What to produce -> Express the rows from the start through the one containing "x=211, y=601", inclusive, as a two-column CSV with the headers label_text and points, one line per row. Put each row's text and its answer in a single quoted field each, with line breaks replaced by spaces.

++++ Listed entries ++++

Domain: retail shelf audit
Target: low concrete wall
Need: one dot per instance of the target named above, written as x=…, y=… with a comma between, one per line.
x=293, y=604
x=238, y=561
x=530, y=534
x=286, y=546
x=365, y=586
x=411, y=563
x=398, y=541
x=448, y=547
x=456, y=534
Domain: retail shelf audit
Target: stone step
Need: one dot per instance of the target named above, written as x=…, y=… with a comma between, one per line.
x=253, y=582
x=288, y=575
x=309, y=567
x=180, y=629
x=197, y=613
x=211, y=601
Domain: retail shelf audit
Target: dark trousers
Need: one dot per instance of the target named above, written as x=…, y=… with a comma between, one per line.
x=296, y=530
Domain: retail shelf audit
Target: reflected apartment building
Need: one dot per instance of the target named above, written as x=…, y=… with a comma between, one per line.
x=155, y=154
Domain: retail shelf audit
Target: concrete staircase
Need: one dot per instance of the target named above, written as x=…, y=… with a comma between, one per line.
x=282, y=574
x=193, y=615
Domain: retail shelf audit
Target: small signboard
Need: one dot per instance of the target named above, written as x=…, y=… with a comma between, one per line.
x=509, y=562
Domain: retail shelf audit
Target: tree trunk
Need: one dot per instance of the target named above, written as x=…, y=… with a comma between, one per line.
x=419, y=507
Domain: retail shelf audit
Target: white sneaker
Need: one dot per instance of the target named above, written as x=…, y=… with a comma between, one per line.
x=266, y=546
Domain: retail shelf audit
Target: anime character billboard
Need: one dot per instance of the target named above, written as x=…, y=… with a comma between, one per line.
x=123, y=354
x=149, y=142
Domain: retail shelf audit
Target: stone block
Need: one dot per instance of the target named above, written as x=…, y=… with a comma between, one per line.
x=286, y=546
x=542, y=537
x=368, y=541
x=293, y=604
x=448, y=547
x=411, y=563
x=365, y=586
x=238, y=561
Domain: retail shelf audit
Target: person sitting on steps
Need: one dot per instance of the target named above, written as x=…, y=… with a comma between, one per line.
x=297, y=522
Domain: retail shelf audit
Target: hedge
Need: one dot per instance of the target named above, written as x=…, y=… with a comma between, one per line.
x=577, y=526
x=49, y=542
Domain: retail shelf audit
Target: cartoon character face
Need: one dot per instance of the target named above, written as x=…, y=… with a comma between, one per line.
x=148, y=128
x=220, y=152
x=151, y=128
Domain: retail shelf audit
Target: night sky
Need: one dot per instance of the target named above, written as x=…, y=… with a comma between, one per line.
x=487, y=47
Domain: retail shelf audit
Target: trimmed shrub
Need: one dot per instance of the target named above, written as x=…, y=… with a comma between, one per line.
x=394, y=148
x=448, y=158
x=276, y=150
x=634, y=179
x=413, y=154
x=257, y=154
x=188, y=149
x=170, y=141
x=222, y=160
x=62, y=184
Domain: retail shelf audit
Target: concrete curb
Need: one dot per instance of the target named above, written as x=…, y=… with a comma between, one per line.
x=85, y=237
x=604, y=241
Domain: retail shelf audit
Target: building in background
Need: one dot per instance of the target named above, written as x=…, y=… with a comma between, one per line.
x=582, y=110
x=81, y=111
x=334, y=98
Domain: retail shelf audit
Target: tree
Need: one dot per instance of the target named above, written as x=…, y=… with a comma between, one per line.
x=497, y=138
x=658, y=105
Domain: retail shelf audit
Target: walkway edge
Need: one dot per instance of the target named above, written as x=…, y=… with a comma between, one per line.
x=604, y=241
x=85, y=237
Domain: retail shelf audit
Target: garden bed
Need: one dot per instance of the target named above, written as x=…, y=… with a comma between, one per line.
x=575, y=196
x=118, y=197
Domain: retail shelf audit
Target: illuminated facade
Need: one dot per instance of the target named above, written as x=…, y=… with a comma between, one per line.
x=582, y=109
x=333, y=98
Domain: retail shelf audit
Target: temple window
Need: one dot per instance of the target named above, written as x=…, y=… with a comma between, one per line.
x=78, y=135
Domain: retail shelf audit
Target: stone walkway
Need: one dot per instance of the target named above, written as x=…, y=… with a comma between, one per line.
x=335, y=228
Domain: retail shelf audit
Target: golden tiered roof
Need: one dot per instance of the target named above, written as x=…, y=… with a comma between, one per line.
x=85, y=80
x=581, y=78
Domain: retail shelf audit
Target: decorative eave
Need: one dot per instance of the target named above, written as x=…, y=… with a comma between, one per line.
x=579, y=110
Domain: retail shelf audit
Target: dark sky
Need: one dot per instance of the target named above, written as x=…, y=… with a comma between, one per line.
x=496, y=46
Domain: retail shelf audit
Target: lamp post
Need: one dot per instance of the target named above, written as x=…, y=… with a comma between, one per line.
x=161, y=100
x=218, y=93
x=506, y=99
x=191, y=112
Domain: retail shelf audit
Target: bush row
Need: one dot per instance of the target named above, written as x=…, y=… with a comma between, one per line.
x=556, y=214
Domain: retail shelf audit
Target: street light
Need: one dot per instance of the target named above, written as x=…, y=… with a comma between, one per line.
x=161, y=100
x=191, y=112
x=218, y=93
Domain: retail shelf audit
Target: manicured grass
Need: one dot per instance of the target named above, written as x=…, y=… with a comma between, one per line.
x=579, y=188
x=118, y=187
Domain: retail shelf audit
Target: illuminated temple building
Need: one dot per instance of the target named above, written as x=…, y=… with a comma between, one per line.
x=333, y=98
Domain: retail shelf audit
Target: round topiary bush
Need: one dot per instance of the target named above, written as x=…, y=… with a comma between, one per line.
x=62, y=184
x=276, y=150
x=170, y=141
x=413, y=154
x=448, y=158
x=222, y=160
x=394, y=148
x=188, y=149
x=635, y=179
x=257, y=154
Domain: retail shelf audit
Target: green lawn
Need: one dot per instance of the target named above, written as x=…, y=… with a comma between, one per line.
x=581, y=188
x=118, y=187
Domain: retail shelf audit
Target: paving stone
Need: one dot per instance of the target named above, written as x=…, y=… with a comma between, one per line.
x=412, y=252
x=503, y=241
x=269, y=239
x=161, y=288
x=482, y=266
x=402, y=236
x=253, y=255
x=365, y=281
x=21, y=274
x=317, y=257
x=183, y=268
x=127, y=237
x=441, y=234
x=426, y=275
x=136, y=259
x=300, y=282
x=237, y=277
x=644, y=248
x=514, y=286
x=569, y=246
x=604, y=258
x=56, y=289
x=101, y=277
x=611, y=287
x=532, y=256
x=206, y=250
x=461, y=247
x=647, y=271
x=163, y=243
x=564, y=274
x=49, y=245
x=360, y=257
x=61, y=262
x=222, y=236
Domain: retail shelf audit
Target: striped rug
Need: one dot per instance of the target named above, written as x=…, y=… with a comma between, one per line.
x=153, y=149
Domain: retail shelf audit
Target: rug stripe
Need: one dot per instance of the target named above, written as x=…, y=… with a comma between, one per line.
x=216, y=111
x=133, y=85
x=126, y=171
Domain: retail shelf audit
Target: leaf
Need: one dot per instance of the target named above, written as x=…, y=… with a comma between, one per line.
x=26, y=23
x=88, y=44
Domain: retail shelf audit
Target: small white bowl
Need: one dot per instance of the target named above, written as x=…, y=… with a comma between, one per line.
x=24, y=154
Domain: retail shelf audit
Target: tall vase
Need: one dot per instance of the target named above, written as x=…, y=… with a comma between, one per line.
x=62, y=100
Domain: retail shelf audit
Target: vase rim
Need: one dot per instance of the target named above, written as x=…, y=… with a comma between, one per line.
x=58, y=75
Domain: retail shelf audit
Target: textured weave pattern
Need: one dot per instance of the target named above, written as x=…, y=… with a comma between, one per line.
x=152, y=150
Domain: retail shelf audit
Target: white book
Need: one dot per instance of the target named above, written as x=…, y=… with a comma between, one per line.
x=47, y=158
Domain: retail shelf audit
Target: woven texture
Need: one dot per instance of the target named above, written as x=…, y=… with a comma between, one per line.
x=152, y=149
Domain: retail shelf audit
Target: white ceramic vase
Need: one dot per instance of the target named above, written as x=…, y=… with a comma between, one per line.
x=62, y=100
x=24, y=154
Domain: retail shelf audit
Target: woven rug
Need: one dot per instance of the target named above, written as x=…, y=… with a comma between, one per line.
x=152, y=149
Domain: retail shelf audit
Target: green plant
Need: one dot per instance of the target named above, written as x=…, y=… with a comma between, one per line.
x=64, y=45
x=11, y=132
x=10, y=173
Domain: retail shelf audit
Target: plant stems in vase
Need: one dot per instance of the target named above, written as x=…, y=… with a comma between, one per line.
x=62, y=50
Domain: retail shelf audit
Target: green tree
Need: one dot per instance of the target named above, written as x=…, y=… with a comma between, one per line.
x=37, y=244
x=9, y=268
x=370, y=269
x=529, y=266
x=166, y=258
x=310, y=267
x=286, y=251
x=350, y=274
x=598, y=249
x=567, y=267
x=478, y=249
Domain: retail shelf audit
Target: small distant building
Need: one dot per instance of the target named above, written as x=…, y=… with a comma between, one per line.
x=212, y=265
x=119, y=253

++++

Response ->
label_text,points
"Domain: retail shelf audit Target: low concrete wall Need: one dot per instance of the target named above, written as x=…, y=… with a comma between, one per line.","x=293, y=604 x=238, y=561 x=530, y=534 x=286, y=546 x=365, y=586 x=411, y=563 x=398, y=541 x=448, y=547 x=456, y=534"
"Domain: retail shelf audit Target: stone step Need: one dot per instance of the target named above, written as x=…, y=… with a comma between, one per line.","x=253, y=582 x=288, y=575 x=309, y=567 x=180, y=629 x=197, y=613 x=211, y=601"